Compiti richiesti:
• A. Per favore, trascrivi dal brano su santa Casilda la parte che si apre con le parole "Ma la leggenda" e si chiude con "volta del creato.".
• B. Quali sono, secondo il brano su santa Casilda, le cose che nulla possono nei confronti della poesia e dell'essenza femminea? Elencale tutte.
• C. Nel brano su santa Casilda, chi è l'autore del dipinto citato?

Estratto del documento:
C’è una Santa venerata dalla Chiesa Cattolica, Casilda (nella foto il dipinto di Francisco de Zurbaran; Museo di Madrid), di religione islamica, educata agli insegnamenti islamici e convinta credente. Una donna musulmana, dunque, una donna appartenente ad una religione che spesso, nell’ottica comune di noi occidentali, è in quanto tale sottomessa completamente all’autorità paterna prima, del marito poi, priva di libertà propria, reclusa, sofferente, incapace di mutare le situazioni politiche e per nulla coinvolta in esse.
Ma la leggenda di Casilda deve indurci ad una riflessione, forse ad una speranza, forse ancora alla muta sicurezza che le cose possono cambiare e che la forza della violenza, la barbarie, la spietatezza, nulla può nei confronti della poesia, dell’essenza femminea, respiro sommo d’ascesa, profumo dell’assoluto, rivolta silente e trasognata eppure tanto reale. Principessa del cuore, rosa odorosa del giardino incantato, punto d’armonia assoluto, verità palesata e carnale, assolo mistico, trascendenza paonazza, ristoro e rigenerazione del tempo, molla dell’universo, chiave di volta del creato.

Informazioni fornite:
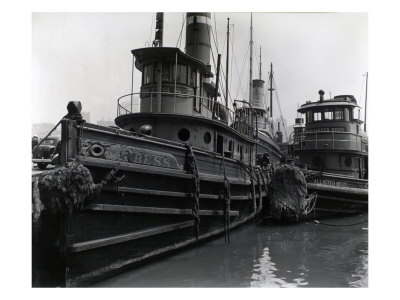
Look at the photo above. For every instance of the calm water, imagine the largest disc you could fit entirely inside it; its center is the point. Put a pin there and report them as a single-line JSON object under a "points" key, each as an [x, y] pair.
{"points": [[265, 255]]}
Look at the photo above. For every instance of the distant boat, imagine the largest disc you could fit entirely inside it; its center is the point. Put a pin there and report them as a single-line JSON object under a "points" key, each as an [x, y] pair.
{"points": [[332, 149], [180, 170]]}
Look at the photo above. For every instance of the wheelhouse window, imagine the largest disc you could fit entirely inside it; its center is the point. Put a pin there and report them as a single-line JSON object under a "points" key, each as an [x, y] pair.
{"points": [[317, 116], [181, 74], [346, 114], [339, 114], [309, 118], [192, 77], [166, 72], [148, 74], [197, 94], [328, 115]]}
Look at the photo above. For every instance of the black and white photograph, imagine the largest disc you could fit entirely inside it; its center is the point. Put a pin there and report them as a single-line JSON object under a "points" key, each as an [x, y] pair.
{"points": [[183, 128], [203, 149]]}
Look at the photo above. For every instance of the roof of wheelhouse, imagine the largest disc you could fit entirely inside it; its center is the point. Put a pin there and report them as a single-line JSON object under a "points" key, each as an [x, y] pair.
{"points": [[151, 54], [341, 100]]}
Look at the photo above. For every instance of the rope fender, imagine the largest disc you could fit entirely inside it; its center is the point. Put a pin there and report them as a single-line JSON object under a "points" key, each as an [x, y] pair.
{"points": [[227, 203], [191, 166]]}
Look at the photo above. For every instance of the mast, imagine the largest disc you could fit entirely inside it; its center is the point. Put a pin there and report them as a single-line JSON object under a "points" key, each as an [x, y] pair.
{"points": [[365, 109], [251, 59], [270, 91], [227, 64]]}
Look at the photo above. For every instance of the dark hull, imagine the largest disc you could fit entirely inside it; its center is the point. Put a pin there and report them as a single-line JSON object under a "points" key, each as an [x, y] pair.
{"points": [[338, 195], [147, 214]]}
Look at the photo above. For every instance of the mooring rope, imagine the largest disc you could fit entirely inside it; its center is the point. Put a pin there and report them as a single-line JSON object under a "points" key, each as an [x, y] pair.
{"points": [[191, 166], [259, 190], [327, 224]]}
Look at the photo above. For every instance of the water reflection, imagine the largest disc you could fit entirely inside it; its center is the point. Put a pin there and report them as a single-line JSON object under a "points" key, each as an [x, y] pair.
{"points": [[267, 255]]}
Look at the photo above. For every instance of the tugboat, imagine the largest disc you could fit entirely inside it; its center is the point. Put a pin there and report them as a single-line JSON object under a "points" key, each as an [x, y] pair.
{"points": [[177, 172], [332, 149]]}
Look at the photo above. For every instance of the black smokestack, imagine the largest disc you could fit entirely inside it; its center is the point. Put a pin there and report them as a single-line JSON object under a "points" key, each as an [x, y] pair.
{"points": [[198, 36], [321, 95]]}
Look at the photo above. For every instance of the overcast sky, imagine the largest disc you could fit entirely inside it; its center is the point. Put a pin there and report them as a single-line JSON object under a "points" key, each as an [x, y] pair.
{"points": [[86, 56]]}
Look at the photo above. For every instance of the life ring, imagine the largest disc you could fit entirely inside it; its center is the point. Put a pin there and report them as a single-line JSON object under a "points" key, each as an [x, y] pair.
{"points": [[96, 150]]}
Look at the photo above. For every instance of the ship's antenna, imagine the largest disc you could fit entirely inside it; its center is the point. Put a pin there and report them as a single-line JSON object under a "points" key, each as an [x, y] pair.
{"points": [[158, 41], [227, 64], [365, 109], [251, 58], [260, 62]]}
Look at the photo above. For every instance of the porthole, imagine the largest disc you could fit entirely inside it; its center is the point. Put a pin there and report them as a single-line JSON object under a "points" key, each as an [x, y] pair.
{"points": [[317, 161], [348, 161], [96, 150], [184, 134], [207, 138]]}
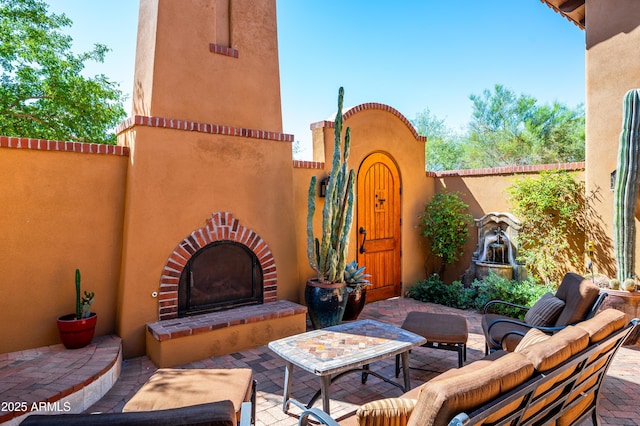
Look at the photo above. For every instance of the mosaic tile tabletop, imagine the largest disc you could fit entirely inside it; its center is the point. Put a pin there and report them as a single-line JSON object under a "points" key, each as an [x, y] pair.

Risposte attese:
• A.
Ma la leggenda di Casilda deve indurci ad una riflessione, forse ad una speranza, forse ancora alla muta sicurezza che le cose possono cambiare e che la forza della violenza, la barbarie, la spietatezza, nulla può nei confronti della poesia, dell’essenza femminea, respiro sommo d’ascesa, profumo dell’assoluto, rivolta silente e trasognata eppure tanto reale. Principessa del cuore, rosa odorosa del giardino incantato, punto d’armonia assoluto, verità palesata e carnale, assolo mistico, trascendenza paonazza, ristoro e rigenerazione del tempo, molla dell’universo, chiave di volta del creato.

• B.
la forza della violenza
la barbarie
la spietatezza

• C. Francisco de Zurbaran.